#### 提示本文

平成24年式 ランドクルーザー200 URJ202
トルコン太郎によるATF全量圧送交換のご依頼です。
同時作業でオイルパン洗浄・ストレーナー交換も同時作業で実施します。
ランクル200のエンジン、ATは2系統あります。
4.7リットル 5ATのUZJ200
4.6リットル 6ATのURJ202
今回ご入庫いただいたのは後者のURJ202。
事前調査では、URJ202のATFを圧送交換をするためにはアタッチメントが必要でした。
入庫に際して、
「弊社で所有しているアタッチメントが適合しない場合は、新規に作成が必要になりますので2~3日間のお預かりとなります」
とお伝えしてお預かりさせていただきました。
入庫後に弊社所有のアタッチメント数個を確認しましたが、どれも適合しませんでした。
今回は新たにランクル200専用アタッチメントを作成してからの圧送交換になります。
さて、記念すべきランクル200のATF交換第一号車は中期型のZX。
1UR-FEエンジン 4,608CC
最高出力 318ps/5,600rpm
最大トルク 46.9kg・m/3,400rpm
電子制御された6速ATが、この大パワーを路面へと伝えます。
その任務を果たすために充填されているのがATF。

#### 設問 a
リストの冒頭から「502 498 559 630」を含む行までを、両端も含めてすべてそのまま返しなさい。画像は答えに含めないこと。
本文とリストは互いに関係がありません。

[保存されたデータ項目]
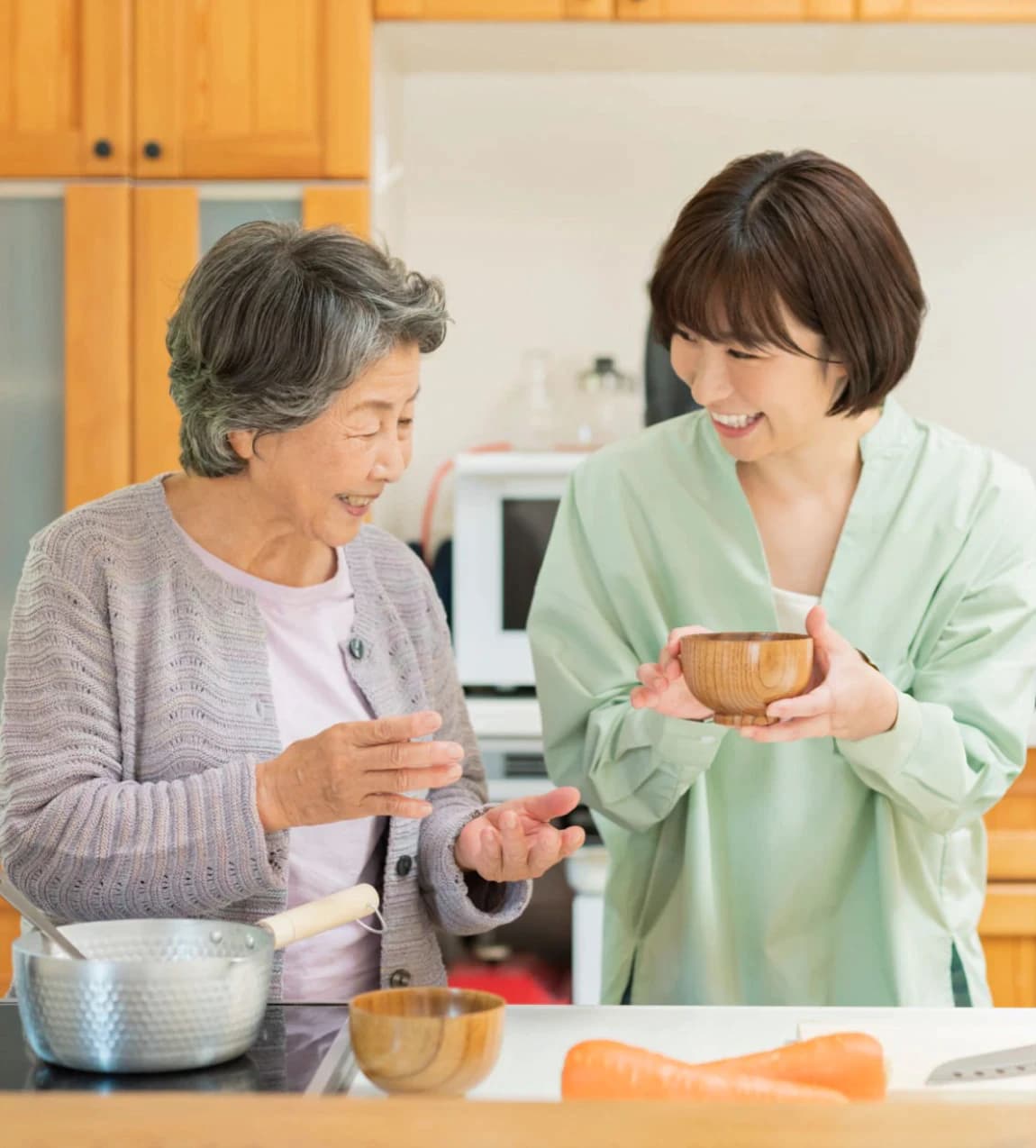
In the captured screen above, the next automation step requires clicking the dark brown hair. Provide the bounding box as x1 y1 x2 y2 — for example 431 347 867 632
650 151 924 415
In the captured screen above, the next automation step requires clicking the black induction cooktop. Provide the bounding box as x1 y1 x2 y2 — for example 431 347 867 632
0 1001 356 1093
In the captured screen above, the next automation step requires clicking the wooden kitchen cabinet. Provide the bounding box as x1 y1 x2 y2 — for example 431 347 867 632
133 0 372 179
859 0 1036 24
132 185 369 482
616 0 856 23
0 0 131 177
978 750 1036 1008
374 0 615 21
0 897 22 997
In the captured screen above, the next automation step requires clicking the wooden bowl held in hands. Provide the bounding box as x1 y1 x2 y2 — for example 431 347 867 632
349 989 504 1097
680 633 813 725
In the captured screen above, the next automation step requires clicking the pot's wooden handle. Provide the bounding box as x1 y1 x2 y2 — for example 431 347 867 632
259 885 380 948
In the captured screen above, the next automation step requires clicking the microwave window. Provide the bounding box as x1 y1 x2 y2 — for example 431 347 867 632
502 498 559 630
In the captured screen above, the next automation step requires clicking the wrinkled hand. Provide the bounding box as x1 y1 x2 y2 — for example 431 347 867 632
630 625 713 721
453 787 586 881
256 711 464 834
740 606 899 742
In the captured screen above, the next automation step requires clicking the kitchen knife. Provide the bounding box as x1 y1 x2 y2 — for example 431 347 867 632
924 1044 1036 1084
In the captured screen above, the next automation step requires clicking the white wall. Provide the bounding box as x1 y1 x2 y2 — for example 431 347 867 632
375 25 1036 546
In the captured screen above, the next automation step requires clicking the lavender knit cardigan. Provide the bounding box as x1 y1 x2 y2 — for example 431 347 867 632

#### 設問 b
ランクル200のATF交換についての本文に照らして、次の記述が本文と合っているかどうかを答えなさい。それぞれ「はい」か「いいえ」で答え、判断の決め手となる本文の語句をそのまま引用すること。(i) 今回入庫した車両はUZJ200である。(ii) 入庫後に確認した弊社所有のアタッチメントは、どれも適合しなかった。(iii) エンジンの最高出力は318psである。

#### 解答例 a
In the captured screen above, the next automation step requires clicking the dark brown hair. Provide the bounding box as x1 y1 x2 y2 — for example 431 347 867 632
650 151 924 415
In the captured screen above, the next automation step requires clicking the black induction cooktop. Provide the bounding box as x1 y1 x2 y2 — for example 431 347 867 632
0 1001 356 1093
In the captured screen above, the next automation step requires clicking the wooden kitchen cabinet. Provide the bounding box as x1 y1 x2 y2 — for example 431 347 867 632
133 0 372 179
859 0 1036 24
132 185 369 482
616 0 856 23
0 0 131 177
978 750 1036 1008
374 0 615 21
0 897 22 997
In the captured screen above, the next automation step requires clicking the wooden bowl held in hands. Provide the bounding box as x1 y1 x2 y2 — for example 431 347 867 632
349 989 504 1097
680 633 813 725
In the captured screen above, the next automation step requires clicking the pot's wooden handle. Provide the bounding box as x1 y1 x2 y2 — for example 431 347 867 632
259 885 380 948
In the captured screen above, the next automation step requires clicking the microwave window. Provide the bounding box as x1 y1 x2 y2 — for example 431 347 867 632
502 498 559 630

#### 解答例 b
(i) いいえ。「今回ご入庫いただいたのは後者のURJ202。」
(ii) はい。「入庫後に弊社所有のアタッチメント数個を確認しましたが、どれも適合しませんでした。」
(iii) はい。「最高出力 318ps/5,600rpm」